─── TEXTAUSZUG

Die drei Frauen in Petzolds Film bleiben Gespenster von ihrem ersten Auftreten bis zuletzt. Nur die Frau des Regisseurs, die dem eine echte Ohrfeige geben kann, eine so reale, ist ein echter Mensch. Jemanden schlagen ist vielleicht realer als jemanden küssen oder ihm bei einem Frühstück Mut zuzulächeln und keiner weiß, wofür man noch mutig sein kann, sein soll. Françoise scheint recht fröhlich darüber, dass ihre neue Tochter eine Ladendiebin ist, es scheint ihr zu gefallen. Es gefällt ihr so lange, bis Nina sich darauf einlässt und mitspielt. Aber man hätte doch so gerne, dass dieses alleine Mädchen eine Mutter bekommen könnte (nicht einsam ist sie, sondern sehr allein), eine Freundin, einen Menschen, der sie nicht beaufsichtigt.

Bei alledem bleibt »Gespenster« immer auf Distanz – und zwar zu allen. Erzählt von den dreien ohne Rührseligkeit, dafür umso genauer. Deshalb wohl auch die empfundene Wahrheit. Die ist nur dann möglich, wenn nicht in allen Details erzählt werden will, wie kam es jetzt dazu und was ist eigentlich dafür verantwortlich, dass jemand so ist wie er ist.

Gespenster wollen oder können nicht gesehen werden. Arbeitslose. Super-8-Material und dann noch Reisefilme als Transporter für Assoziationen an eine gute alte Welt (Zeit), in der Aufbruch stattfand, sollten ein Impuls sein für diese Geschichte. Die Ankunft in der eigenen Gegenwart und dem damit verbundenen Erwachsenen- und Erwerbsleben dazu der Kontrast. Die heile Welt der Elterngeneration und die unberechenbare Zukunft der Kinder sind nicht kompatibel. Die Umgebung ist ja scheinbar in Ordnung, dabei leben wir in einer unheilen Welt – wissen wir das wirklich erst seit ein paar Monaten!?

──────

- IHRE AUFGABEN:
1 > Erklären Sie, worauf die Filmbesprechung zu »Gespenster« die empfundene Wahrheit des Films zurückführt.
2 > Schreiben Sie aus der Filmbesprechung zu »Gespenster« den Abschnitt ab, der bei den Worten „Gespenster wollen oder“ beginnt und nach den Worten „ein paar Monaten!?“ endet.

─── VORLIEGENDE ANGABEN

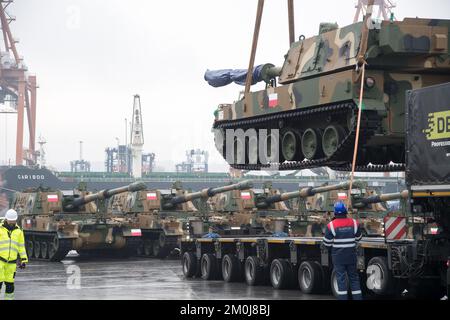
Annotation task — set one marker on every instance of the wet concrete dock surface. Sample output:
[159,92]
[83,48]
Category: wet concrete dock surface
[135,278]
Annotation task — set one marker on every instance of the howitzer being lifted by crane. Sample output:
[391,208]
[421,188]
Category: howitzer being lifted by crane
[166,216]
[55,222]
[312,119]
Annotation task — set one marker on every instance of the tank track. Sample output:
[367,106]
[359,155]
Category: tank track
[64,246]
[369,124]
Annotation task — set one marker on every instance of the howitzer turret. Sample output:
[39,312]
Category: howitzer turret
[206,193]
[302,193]
[103,194]
[359,203]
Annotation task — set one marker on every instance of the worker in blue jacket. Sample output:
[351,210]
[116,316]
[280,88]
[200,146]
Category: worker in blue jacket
[342,235]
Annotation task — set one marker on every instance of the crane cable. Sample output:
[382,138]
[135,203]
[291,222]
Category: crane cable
[358,126]
[361,64]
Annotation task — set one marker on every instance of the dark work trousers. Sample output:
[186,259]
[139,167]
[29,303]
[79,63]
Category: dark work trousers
[342,272]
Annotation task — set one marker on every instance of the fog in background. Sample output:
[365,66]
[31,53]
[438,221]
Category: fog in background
[92,56]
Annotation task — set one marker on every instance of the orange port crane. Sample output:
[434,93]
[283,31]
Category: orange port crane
[17,87]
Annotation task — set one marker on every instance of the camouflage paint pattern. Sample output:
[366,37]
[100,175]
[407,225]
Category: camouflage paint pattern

──────

- LÖSUNGEN:
1 > Der Film erzählt von den drei Frauen ohne Rührseligkeit, dafür umso genauer, und bleibt zu allen auf Distanz. Diese Wahrheit ist nur möglich, weil er nicht in allen Details erklären will, wie es dazu kam und was dafür verantwortlich ist, dass jemand so ist, wie er ist.

2 >
Gespenster wollen oder können nicht gesehen werden. Arbeitslose. Super-8-Material und dann noch Reisefilme als Transporter für Assoziationen an eine gute alte Welt (Zeit), in der Aufbruch stattfand, sollten ein Impuls sein für diese Geschichte. Die Ankunft in der eigenen Gegenwart und dem damit verbundenen Erwachsenen- und Erwerbsleben dazu der Kontrast. Die heile Welt der Elterngeneration und die unberechenbare Zukunft der Kinder sind nicht kompatibel. Die Umgebung ist ja scheinbar in Ordnung, dabei leben wir in einer unheilen Welt – wissen wir das wirklich erst seit ein paar Monaten!?